**Problem requirements**:
Only the lines from the one containing "Where can the door panel" through the end of the data below should be copied, each exactly as written and with both ends kept.

*-*-*

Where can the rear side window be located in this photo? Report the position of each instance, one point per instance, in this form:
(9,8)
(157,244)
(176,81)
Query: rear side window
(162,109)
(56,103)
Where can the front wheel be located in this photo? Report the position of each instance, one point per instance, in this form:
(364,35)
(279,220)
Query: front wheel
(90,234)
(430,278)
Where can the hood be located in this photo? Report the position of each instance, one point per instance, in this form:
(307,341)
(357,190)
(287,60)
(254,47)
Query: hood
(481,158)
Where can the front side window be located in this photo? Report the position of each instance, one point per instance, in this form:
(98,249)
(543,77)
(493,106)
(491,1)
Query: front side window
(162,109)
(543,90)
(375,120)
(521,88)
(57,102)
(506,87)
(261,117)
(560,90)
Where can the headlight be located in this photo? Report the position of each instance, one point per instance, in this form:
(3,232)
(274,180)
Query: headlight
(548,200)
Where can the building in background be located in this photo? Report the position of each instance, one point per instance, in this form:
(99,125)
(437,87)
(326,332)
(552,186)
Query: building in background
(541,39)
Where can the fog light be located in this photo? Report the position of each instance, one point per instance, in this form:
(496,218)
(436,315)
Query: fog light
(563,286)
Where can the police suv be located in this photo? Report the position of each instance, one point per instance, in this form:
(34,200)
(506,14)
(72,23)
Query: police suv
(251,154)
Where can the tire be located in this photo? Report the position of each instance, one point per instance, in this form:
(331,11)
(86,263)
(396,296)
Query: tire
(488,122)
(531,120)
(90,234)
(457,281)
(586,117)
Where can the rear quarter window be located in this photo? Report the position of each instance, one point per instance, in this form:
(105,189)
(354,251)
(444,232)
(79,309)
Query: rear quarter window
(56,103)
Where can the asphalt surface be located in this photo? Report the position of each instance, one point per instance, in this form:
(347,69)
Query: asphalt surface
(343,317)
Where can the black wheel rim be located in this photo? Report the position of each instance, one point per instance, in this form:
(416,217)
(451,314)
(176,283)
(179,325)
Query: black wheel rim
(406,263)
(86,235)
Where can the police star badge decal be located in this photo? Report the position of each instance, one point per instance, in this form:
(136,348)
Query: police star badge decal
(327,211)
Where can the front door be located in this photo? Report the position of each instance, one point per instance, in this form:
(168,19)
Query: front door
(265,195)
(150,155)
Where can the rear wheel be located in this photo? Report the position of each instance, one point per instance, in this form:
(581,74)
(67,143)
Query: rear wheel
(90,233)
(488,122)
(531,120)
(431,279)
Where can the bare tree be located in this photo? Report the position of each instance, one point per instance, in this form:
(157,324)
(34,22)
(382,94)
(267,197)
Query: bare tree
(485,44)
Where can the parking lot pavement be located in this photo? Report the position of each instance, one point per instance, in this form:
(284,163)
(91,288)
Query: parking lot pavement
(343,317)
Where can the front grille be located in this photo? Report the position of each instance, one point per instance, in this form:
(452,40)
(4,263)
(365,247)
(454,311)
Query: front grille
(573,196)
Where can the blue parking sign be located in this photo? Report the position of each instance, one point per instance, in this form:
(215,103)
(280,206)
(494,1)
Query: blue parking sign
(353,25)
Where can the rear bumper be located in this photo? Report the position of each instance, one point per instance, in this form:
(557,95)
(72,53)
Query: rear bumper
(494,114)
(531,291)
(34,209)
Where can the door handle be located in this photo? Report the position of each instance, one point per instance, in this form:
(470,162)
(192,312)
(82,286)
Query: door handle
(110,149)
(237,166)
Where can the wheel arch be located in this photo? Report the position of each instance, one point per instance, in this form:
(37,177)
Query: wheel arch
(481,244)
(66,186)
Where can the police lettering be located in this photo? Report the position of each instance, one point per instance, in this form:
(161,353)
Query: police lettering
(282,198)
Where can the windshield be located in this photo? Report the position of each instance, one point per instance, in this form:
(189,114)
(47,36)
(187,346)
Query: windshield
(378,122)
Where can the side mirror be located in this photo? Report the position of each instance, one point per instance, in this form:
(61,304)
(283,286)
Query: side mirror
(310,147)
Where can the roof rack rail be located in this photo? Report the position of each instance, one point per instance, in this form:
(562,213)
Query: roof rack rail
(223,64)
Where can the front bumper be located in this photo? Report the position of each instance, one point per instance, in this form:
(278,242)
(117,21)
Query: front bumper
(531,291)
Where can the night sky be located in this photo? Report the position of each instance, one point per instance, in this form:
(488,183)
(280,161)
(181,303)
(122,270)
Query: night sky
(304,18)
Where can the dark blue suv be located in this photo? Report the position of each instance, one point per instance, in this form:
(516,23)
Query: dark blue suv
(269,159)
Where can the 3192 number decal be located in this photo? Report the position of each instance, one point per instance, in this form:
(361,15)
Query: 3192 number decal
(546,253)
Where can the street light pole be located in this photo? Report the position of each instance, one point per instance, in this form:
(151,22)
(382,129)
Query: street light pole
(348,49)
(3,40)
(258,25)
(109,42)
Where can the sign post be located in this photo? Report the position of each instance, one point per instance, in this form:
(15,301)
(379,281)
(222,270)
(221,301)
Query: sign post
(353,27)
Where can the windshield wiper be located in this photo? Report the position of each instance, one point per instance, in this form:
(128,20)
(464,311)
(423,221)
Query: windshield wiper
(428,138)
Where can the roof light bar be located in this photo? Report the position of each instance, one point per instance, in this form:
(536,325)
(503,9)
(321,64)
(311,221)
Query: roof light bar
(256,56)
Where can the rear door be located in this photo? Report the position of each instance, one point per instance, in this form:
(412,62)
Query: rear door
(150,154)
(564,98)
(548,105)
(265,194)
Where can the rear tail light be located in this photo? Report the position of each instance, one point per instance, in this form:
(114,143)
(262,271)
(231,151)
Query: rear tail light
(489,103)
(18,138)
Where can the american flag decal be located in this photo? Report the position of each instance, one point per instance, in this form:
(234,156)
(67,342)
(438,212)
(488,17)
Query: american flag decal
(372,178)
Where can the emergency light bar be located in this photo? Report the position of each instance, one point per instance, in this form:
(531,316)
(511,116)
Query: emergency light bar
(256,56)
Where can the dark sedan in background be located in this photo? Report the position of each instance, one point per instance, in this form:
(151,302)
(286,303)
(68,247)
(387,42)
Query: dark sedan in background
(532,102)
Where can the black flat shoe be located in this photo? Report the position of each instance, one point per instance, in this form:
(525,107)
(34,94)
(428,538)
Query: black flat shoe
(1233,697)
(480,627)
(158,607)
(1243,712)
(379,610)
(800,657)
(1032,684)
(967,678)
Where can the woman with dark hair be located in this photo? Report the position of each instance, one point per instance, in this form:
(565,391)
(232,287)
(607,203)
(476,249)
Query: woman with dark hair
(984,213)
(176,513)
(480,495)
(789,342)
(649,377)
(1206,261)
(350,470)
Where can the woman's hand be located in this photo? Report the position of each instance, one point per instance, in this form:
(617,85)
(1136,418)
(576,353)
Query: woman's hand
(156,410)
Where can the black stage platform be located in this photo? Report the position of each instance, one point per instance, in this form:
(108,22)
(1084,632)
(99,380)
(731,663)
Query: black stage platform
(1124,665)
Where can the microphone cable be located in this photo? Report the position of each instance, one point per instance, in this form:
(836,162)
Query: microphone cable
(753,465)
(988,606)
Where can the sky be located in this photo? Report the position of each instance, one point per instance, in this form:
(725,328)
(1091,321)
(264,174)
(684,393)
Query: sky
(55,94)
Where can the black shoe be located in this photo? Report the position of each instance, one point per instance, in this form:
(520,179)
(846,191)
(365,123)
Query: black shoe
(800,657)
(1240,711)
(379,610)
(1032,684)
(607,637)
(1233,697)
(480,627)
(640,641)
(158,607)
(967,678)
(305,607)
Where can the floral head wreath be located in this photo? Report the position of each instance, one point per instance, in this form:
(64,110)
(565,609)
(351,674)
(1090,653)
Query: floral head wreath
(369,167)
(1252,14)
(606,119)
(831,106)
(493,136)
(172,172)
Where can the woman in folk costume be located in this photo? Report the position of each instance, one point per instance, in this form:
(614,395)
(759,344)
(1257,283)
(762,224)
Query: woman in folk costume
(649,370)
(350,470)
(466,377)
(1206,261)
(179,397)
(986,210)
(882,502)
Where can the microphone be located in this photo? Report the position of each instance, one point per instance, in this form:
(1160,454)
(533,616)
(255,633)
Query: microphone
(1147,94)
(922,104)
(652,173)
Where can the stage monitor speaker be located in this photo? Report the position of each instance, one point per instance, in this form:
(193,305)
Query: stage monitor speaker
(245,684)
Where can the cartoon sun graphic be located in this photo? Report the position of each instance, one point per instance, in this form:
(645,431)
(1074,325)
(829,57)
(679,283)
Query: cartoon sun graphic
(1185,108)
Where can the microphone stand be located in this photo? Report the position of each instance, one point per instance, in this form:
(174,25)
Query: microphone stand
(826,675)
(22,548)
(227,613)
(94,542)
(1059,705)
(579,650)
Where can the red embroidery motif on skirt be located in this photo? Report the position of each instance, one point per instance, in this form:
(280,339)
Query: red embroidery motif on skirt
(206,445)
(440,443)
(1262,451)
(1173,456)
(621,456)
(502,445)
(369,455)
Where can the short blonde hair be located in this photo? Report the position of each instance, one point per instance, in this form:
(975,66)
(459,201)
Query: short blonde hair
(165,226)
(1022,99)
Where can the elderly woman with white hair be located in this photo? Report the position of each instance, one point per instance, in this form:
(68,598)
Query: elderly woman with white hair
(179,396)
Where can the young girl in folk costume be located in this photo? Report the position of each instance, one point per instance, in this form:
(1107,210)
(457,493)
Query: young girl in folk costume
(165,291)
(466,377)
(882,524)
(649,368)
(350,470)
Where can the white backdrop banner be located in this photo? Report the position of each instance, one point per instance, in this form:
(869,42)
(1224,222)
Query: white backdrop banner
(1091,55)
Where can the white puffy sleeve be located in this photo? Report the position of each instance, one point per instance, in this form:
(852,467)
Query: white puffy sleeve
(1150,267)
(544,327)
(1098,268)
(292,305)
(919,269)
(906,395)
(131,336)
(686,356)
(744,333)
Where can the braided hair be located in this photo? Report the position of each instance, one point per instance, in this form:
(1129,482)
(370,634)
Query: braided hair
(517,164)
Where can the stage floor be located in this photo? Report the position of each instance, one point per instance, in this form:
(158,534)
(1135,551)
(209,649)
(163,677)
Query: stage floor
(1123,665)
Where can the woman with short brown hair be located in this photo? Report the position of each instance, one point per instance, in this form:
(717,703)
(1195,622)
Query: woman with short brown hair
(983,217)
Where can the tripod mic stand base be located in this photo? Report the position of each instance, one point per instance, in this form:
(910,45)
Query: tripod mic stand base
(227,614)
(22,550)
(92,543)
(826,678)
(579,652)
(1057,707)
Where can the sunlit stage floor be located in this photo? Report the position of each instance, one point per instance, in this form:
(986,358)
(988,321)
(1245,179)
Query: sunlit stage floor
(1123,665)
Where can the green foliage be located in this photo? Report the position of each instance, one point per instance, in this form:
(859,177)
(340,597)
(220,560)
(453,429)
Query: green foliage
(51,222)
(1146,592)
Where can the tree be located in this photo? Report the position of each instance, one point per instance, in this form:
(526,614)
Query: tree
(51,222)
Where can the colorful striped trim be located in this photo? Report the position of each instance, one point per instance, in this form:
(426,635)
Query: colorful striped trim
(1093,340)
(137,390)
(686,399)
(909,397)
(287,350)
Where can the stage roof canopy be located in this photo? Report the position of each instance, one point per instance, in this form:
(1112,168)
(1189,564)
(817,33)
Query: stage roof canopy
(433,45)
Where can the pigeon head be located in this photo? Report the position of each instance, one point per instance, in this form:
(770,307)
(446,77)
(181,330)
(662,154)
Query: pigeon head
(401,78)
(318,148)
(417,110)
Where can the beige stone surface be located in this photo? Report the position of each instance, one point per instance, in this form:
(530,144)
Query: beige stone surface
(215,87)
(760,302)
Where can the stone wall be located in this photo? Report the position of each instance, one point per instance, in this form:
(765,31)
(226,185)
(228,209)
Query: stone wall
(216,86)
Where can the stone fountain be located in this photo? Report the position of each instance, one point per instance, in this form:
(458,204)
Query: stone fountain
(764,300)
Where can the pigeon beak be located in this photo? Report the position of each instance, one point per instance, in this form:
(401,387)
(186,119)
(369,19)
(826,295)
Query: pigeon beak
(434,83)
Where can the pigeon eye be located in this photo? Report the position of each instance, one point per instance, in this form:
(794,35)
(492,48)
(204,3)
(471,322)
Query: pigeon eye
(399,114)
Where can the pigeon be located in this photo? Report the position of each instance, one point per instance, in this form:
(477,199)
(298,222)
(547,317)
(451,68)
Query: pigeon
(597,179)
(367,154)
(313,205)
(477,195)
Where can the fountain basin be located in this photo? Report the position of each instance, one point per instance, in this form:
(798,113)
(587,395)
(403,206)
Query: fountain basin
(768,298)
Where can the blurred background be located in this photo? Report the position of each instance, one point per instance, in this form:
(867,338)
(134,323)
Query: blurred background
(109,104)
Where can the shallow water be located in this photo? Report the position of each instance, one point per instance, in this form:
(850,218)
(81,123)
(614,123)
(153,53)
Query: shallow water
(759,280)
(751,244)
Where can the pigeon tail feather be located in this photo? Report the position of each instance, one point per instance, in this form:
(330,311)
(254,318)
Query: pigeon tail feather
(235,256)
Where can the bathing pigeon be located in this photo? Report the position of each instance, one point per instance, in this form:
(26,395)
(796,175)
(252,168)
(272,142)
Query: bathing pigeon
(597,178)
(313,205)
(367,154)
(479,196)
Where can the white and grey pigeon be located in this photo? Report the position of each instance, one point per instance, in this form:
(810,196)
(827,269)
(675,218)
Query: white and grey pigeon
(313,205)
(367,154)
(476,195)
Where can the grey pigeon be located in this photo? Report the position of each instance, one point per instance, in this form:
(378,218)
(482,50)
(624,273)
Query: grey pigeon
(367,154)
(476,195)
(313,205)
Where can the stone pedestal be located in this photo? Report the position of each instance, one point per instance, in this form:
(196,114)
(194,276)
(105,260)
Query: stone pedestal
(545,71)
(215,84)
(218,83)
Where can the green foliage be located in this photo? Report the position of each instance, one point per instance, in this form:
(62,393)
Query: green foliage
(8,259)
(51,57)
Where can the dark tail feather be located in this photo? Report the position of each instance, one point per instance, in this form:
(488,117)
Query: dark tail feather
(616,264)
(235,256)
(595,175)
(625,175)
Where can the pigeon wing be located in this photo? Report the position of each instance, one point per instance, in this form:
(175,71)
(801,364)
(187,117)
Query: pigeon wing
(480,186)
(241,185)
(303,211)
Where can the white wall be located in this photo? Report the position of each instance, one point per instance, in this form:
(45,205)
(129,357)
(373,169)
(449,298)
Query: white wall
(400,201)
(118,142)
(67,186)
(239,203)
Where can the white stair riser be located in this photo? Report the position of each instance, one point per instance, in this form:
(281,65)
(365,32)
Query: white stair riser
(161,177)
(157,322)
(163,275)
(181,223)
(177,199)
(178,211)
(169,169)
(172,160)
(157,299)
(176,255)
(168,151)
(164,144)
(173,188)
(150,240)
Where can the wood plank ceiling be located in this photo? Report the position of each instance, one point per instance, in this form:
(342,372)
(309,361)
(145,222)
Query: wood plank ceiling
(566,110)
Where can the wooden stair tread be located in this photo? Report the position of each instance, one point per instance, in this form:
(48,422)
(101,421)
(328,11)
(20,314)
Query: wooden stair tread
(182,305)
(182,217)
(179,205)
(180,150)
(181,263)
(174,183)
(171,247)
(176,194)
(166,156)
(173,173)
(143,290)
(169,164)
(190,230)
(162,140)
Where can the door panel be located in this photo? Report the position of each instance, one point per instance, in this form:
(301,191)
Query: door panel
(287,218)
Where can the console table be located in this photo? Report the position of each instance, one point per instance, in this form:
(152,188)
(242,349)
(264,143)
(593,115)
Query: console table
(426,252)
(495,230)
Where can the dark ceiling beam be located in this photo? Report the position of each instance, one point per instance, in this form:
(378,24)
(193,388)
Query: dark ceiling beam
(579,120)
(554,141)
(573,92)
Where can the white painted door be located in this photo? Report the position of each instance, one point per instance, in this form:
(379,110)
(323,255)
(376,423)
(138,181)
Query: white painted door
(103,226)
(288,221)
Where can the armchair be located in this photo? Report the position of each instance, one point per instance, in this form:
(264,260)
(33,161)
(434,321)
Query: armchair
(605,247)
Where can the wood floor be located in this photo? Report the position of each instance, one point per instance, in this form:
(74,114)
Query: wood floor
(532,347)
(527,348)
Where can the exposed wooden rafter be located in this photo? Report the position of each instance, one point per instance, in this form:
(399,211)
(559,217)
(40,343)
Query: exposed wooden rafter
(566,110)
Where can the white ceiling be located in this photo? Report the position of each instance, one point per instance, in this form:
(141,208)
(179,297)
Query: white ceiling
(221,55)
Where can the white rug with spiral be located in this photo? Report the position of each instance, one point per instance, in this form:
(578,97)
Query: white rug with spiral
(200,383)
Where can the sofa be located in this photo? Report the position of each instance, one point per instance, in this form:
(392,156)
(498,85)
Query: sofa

*-*-*

**Solution to this problem**:
Where can the door panel be located in this photo? Report the position of each instance, one point per instance, in this form:
(301,191)
Query: door panel
(287,218)
Where can the console table be located in this photo? Report the position of each instance, one point per instance, in this form:
(152,188)
(242,349)
(264,143)
(593,115)
Query: console table
(426,252)
(495,230)
Where can the dark ceiling beam be located in this photo? Report the position of each instance, one point per instance, in this form:
(378,24)
(193,388)
Query: dark ceiling beam
(579,120)
(554,141)
(573,92)
Where can the white painted door be located in this photo? Report the position of each instance, one point per instance, in this form:
(379,110)
(323,255)
(376,423)
(138,181)
Query: white painted door
(103,226)
(288,221)
Where can the armchair be located in this photo? Report the position of each instance, one point per instance, in this form:
(264,260)
(33,161)
(434,321)
Query: armchair
(605,247)
Where can the wood floor be located in this photo? Report the position of each instance, one point per instance, in this form:
(74,114)
Query: wood floor
(532,347)
(527,348)
Where can the exposed wooden rafter be located in this photo? Report the position of each instance, one point per instance, in this form:
(399,211)
(559,217)
(40,343)
Query: exposed wooden rafter
(566,110)
Where can the white ceiling be located in this photo? Report the position of each instance, one point per instance, in this form:
(141,208)
(179,297)
Query: white ceiling
(221,55)
Where can the white rug with spiral be located in this photo? Report the position of each instance, one point per instance, in this form:
(578,97)
Query: white rug with spiral
(200,383)
Where can the sofa be located in this photo? Report the position of each instance, one point per instance, in this form:
(392,156)
(498,85)
Query: sofa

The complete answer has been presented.